(Some records)

·····

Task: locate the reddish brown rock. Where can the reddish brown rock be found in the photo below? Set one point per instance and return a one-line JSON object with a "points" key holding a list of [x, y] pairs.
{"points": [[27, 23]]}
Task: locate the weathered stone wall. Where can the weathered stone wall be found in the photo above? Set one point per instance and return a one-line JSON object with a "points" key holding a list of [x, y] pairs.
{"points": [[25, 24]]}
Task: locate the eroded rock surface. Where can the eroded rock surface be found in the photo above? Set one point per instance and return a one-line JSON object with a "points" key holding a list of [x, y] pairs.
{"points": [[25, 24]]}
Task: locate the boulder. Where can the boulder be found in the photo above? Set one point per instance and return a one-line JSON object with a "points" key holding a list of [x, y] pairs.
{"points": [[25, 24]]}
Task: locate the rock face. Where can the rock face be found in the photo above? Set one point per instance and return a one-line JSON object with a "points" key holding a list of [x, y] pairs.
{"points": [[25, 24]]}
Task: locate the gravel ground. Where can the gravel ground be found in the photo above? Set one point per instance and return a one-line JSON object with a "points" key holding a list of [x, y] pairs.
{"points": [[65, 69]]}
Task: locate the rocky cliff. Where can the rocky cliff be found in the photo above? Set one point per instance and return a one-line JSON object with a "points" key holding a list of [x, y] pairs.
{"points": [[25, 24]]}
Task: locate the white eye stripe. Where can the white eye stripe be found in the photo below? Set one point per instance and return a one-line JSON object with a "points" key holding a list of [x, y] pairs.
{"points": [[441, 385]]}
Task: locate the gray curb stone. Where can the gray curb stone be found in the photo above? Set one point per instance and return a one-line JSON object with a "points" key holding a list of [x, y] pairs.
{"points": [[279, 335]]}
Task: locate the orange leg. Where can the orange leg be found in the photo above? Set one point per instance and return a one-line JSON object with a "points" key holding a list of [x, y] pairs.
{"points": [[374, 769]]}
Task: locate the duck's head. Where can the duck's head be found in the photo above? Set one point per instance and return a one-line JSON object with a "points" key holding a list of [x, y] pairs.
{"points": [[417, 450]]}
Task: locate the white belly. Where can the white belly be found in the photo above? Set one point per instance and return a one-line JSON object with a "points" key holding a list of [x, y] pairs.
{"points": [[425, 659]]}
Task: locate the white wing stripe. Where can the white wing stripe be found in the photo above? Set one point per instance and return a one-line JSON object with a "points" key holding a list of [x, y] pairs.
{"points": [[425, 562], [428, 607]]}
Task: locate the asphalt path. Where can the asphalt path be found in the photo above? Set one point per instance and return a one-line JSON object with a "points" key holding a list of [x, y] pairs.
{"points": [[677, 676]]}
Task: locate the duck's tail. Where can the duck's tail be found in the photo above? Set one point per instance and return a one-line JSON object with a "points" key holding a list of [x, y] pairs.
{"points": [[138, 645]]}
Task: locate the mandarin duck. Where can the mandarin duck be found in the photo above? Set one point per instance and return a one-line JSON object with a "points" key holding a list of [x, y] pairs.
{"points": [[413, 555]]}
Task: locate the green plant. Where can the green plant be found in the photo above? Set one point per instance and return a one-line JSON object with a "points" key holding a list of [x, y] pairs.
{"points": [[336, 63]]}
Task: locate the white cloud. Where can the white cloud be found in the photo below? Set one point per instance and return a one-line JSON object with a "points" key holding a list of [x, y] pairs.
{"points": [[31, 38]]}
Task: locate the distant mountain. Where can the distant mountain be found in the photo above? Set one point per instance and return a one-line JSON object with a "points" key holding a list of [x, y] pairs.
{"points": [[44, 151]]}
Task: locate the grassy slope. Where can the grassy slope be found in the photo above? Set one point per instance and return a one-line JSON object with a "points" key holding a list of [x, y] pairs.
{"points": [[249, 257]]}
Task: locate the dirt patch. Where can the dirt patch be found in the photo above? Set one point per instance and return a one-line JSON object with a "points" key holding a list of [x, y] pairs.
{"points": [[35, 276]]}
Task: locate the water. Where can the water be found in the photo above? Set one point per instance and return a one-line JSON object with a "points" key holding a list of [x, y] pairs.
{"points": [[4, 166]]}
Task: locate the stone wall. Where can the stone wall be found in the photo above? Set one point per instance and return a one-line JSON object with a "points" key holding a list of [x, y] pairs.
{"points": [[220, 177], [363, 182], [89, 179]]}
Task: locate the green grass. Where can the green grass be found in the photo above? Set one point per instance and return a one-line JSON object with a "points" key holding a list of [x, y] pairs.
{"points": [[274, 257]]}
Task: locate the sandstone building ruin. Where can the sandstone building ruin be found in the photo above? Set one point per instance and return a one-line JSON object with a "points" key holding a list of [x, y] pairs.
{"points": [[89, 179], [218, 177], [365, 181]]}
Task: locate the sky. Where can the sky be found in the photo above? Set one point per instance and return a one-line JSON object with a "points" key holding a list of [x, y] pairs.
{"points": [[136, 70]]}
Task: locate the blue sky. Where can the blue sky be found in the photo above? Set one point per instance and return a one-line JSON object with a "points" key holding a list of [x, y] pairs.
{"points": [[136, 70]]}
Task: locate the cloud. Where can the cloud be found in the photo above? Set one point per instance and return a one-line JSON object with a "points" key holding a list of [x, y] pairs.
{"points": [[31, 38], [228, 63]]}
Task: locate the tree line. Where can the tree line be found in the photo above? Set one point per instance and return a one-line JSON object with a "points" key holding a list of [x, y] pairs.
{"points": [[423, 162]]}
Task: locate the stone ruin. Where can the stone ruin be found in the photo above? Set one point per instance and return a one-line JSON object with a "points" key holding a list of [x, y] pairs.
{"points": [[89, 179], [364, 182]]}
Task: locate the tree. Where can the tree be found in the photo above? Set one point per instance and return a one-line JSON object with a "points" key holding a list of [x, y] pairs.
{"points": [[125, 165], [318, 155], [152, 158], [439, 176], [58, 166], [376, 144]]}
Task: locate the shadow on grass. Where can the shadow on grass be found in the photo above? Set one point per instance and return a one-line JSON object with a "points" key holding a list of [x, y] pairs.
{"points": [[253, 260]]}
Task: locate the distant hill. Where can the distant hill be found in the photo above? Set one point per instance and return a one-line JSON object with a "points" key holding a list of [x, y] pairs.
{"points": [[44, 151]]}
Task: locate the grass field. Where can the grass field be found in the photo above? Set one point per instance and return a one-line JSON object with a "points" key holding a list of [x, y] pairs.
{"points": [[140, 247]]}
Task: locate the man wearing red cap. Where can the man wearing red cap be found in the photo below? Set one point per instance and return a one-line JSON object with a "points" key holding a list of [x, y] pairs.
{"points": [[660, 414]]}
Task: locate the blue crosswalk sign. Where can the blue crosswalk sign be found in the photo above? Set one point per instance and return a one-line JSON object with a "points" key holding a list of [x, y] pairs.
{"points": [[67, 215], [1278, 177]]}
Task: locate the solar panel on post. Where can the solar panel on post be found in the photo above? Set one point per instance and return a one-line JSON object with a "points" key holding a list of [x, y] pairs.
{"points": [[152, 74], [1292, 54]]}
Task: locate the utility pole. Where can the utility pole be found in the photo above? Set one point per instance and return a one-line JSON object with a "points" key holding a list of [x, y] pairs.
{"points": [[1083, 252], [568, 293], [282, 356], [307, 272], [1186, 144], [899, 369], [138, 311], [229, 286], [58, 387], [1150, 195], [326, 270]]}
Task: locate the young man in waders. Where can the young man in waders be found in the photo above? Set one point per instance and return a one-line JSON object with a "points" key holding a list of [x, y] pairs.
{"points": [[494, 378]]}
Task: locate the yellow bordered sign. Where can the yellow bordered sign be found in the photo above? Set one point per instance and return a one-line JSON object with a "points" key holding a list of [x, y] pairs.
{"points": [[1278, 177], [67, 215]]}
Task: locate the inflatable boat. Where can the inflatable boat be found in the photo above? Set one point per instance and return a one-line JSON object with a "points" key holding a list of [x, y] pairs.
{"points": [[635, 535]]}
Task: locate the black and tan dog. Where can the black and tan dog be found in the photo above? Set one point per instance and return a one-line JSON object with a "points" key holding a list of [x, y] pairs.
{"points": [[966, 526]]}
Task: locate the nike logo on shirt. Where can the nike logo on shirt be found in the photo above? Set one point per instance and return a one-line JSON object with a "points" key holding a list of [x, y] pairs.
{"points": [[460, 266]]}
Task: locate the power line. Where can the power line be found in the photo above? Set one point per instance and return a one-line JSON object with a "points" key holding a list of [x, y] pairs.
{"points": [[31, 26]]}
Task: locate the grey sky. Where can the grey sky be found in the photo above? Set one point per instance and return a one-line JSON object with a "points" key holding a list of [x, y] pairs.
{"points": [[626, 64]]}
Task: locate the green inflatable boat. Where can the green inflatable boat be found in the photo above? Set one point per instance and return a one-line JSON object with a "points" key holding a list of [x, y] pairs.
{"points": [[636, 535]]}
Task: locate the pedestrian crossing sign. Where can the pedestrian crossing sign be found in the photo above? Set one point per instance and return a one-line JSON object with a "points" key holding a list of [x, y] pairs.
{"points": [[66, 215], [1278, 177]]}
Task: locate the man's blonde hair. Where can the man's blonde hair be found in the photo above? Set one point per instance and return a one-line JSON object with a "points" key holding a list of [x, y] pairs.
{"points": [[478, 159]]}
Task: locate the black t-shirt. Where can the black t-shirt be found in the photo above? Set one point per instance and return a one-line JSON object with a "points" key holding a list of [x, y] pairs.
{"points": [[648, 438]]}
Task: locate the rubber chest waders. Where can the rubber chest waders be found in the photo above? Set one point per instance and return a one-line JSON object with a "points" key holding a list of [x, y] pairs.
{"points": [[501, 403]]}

·····

-- Short problem --
Output the line holding "Task: locate the man's", then every later line through the end of the records above, exactly as given and nothing else.

-- Exercise solution --
Task: locate the man's blonde hair. Where can the man's blonde hair be found in the photo above? Set one point per instance and return a one-line JSON object with a "points" key holding a list of [x, y] pairs.
{"points": [[478, 159]]}
Task: locate the black t-shirt. Where can the black t-shirt be found in the photo above? Set one point per instance and return a one-line JSON object with a "points" key holding a list of [x, y] pairs.
{"points": [[648, 438]]}
Task: locate the rubber chest waders. Where can the rubber chest waders be found in the photo above? Set one point per instance and return a one-line JSON object with a "points" key holding a list of [x, y] pairs.
{"points": [[501, 403]]}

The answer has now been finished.